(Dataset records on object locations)
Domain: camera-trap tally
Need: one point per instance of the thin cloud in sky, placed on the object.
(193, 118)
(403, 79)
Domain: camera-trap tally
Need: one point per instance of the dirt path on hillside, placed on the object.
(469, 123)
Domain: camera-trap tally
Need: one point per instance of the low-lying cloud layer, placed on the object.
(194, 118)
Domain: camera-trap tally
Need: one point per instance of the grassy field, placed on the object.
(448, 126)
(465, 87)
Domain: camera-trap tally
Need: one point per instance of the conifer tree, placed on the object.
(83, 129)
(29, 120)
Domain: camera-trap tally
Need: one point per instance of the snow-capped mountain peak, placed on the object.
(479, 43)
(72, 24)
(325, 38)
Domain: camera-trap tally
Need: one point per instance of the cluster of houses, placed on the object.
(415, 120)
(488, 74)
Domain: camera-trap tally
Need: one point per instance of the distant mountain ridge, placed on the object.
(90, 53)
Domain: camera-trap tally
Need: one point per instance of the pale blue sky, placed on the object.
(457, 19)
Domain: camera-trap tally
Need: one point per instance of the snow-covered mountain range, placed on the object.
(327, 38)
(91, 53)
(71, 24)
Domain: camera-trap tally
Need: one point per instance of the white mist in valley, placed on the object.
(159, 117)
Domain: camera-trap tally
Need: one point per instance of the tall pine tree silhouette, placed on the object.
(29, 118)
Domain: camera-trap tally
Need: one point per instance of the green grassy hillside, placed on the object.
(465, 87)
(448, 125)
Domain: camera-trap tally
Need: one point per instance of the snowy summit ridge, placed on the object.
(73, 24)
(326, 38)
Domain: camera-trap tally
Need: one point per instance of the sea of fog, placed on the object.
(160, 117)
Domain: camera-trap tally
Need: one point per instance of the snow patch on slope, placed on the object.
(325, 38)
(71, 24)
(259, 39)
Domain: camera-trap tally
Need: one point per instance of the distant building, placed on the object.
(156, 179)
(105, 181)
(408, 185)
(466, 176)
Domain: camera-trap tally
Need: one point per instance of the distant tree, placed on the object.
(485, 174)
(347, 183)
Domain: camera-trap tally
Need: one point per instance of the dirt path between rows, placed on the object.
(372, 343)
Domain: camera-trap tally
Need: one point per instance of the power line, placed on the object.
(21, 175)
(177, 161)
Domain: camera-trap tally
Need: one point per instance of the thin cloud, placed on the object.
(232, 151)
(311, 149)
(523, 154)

--

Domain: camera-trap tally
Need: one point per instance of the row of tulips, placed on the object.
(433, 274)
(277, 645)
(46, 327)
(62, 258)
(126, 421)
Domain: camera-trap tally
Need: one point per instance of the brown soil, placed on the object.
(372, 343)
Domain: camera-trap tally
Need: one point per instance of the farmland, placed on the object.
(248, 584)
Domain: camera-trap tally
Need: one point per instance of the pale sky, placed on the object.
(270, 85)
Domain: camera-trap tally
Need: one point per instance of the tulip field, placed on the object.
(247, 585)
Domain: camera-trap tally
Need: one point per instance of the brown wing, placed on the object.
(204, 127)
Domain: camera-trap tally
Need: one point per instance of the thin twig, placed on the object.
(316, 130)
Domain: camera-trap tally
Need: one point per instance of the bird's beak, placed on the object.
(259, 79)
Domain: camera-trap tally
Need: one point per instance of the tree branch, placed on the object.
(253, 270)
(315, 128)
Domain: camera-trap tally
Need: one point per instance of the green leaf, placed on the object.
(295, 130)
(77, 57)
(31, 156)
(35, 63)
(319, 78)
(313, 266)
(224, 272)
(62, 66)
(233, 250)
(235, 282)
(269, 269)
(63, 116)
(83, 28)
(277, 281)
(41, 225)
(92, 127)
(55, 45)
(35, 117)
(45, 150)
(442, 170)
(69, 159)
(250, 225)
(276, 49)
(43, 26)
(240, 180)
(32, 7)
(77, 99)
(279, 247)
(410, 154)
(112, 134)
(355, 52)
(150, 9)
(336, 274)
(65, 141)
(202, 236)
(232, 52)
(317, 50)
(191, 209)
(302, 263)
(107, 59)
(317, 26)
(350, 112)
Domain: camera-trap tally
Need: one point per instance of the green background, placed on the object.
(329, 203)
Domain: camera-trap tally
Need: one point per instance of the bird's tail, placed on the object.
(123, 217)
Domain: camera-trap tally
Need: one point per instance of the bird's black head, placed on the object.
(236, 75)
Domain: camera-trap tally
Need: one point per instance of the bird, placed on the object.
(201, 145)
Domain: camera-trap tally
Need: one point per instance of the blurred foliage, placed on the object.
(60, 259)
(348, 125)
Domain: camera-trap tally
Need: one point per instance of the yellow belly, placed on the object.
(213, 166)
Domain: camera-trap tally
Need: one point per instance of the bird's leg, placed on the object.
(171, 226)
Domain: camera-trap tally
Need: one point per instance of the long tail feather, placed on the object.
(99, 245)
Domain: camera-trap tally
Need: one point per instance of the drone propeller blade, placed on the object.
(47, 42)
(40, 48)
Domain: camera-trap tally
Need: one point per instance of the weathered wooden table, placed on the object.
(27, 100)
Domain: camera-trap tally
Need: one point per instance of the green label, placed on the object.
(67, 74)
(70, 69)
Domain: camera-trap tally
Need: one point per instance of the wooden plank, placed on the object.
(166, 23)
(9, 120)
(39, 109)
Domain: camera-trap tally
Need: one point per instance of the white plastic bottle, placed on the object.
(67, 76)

==

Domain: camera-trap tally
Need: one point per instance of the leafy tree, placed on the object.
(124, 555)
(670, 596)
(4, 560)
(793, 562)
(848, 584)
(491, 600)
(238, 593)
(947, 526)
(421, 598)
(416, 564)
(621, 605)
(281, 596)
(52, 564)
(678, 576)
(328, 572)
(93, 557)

AIM >>
Return each line in the records above that contains the word "pale". Treat uppercase and lowercase as different.

WRITTEN RESPONSE >>
Need: one point per instance of the pale blue sky, placed on the object.
Need: one point per instance of the pale sky, placed on the object.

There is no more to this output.